# Material supplied

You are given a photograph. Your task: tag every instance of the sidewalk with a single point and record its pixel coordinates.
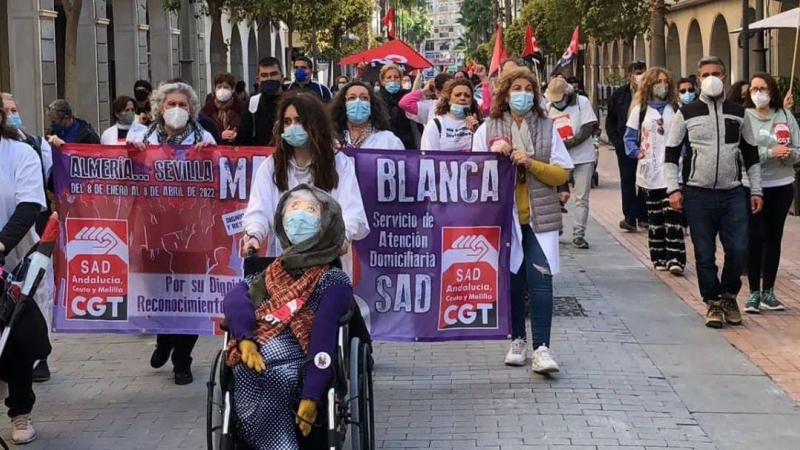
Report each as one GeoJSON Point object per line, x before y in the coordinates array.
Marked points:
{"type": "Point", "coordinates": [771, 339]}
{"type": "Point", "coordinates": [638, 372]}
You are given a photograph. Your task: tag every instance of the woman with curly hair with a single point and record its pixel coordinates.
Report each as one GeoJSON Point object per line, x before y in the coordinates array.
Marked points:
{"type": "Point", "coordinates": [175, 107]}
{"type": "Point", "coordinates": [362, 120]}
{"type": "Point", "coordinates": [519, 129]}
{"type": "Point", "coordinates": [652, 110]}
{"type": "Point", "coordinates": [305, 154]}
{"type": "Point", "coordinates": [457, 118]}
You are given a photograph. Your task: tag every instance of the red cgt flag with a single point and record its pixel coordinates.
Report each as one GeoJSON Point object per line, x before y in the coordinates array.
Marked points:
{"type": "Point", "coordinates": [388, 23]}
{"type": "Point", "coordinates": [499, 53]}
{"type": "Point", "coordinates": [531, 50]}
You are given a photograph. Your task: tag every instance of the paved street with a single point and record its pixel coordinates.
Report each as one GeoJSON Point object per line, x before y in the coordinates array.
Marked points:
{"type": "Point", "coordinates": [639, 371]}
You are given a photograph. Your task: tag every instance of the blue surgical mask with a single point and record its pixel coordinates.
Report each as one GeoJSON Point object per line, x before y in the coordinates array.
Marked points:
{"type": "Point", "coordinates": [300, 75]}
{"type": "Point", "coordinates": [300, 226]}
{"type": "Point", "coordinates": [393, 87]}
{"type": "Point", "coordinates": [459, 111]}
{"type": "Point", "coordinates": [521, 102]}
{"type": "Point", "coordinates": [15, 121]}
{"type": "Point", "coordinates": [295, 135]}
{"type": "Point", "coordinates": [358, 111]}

* * *

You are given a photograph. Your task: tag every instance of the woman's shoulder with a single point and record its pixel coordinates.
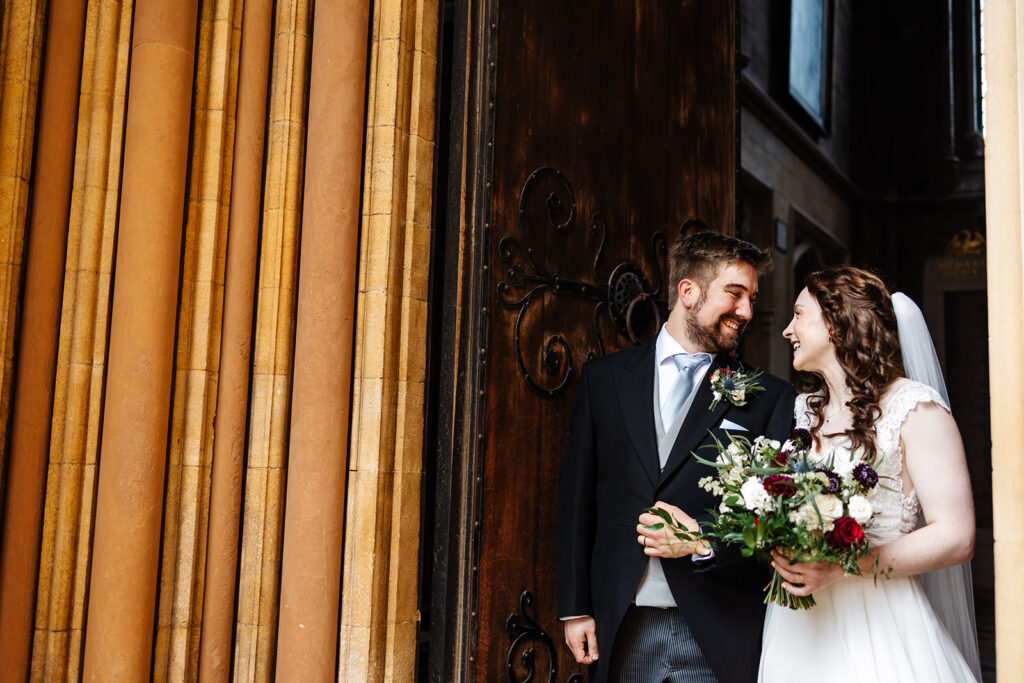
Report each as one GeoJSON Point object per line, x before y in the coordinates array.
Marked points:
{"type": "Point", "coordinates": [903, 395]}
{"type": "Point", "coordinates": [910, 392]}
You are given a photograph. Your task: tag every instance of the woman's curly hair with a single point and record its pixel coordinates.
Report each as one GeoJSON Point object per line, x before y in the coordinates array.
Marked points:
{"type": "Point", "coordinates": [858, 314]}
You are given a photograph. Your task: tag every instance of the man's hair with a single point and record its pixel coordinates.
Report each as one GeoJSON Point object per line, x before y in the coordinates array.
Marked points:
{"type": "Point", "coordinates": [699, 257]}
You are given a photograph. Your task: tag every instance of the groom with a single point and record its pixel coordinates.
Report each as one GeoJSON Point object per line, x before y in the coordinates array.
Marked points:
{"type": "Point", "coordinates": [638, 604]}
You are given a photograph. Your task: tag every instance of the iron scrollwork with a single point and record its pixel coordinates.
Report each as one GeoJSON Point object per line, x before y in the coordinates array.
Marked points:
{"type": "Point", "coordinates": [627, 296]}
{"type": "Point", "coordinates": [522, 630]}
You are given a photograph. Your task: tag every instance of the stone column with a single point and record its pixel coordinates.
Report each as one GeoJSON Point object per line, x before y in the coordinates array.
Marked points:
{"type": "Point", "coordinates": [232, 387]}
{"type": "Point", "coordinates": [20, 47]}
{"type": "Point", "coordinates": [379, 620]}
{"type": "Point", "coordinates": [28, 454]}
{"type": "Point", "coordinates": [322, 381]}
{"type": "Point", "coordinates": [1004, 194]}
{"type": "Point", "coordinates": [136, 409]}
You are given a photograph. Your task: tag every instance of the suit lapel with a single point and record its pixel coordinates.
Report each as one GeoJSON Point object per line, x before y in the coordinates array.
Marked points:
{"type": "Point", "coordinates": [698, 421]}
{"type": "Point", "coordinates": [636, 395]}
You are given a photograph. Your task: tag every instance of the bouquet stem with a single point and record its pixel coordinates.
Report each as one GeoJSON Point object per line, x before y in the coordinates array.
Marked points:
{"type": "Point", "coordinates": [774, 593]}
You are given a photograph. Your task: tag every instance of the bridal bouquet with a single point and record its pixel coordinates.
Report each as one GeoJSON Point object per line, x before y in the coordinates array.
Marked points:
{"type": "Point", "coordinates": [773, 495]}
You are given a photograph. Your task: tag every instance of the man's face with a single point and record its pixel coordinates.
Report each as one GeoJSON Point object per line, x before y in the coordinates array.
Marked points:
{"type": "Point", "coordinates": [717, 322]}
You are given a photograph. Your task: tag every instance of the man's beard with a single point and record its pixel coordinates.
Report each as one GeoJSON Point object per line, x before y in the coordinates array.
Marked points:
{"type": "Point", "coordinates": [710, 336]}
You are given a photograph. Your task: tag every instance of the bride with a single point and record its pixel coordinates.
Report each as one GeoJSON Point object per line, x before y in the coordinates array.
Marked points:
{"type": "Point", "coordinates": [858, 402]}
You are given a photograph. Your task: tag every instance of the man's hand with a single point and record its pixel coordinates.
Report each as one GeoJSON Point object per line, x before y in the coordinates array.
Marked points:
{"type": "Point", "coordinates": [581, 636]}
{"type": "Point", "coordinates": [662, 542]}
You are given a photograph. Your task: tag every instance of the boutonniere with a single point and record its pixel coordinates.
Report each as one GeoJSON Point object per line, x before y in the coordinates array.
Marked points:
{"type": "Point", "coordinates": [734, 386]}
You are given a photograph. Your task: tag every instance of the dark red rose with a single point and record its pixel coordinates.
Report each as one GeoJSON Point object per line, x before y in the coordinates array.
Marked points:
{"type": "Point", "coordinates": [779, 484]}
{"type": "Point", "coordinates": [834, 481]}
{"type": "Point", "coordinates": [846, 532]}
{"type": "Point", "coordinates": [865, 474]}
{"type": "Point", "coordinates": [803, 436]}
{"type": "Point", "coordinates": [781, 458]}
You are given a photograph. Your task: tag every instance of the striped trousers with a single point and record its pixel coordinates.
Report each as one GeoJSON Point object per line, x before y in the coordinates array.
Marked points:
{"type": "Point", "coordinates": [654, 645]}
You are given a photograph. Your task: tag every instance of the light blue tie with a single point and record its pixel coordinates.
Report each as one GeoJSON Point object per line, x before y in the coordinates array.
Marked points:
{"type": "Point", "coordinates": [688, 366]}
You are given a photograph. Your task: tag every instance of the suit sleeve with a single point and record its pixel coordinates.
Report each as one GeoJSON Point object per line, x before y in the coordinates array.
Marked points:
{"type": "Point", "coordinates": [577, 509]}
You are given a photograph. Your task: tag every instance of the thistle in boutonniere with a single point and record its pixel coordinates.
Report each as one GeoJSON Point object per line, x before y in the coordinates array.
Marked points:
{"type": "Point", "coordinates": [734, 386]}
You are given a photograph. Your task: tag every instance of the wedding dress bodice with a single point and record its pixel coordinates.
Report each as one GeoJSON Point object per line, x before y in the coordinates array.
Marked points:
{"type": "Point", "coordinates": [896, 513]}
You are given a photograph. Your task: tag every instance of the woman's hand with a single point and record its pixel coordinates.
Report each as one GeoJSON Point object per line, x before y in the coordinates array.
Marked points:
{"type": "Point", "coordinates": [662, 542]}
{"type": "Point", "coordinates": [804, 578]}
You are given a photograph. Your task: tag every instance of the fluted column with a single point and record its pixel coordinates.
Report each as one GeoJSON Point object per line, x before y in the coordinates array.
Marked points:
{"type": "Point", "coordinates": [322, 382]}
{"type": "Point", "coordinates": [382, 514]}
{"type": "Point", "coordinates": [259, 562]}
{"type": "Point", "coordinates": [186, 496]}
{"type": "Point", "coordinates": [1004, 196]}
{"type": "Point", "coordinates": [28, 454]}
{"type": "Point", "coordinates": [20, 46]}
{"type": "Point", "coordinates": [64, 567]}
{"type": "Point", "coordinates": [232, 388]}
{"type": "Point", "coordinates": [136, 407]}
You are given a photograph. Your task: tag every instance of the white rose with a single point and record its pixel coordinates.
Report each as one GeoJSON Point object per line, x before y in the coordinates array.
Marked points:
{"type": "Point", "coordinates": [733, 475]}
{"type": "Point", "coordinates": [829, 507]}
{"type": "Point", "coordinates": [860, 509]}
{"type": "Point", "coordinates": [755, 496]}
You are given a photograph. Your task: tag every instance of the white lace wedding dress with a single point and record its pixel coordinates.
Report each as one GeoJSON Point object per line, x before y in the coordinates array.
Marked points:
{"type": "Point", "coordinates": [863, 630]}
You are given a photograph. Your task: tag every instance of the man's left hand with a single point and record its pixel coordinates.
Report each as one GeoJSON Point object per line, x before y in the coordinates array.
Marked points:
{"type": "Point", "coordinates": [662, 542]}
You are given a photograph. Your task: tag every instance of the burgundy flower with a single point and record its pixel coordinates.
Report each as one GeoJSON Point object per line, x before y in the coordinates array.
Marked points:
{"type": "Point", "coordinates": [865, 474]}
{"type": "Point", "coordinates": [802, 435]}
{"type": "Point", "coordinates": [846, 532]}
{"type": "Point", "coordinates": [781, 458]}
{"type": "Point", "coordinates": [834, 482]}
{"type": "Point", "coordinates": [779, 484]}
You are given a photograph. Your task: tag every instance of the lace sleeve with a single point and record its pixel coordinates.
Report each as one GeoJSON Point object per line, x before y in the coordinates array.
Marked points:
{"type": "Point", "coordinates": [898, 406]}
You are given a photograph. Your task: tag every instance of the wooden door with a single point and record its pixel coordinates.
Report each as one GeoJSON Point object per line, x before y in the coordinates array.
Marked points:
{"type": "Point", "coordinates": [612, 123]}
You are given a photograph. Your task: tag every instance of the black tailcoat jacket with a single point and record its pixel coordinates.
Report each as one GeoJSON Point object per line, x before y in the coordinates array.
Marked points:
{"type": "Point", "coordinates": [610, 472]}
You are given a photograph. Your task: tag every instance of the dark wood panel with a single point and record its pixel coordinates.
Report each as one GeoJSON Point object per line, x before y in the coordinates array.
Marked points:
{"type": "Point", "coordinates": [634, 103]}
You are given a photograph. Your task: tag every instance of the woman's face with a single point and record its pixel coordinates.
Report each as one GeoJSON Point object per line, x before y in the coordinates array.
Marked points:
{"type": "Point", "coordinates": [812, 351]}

# Stated task
Extract each line of the material above that contains the string "suit", copying every such line in full.

# Task result
You are given a photograph. Your task: tag every instance of the suit lapel with a single point and record its pixel coordinates.
You are given a photograph. Your task: tag every instance of the suit sleeve with a single point and record its pixel coordinates.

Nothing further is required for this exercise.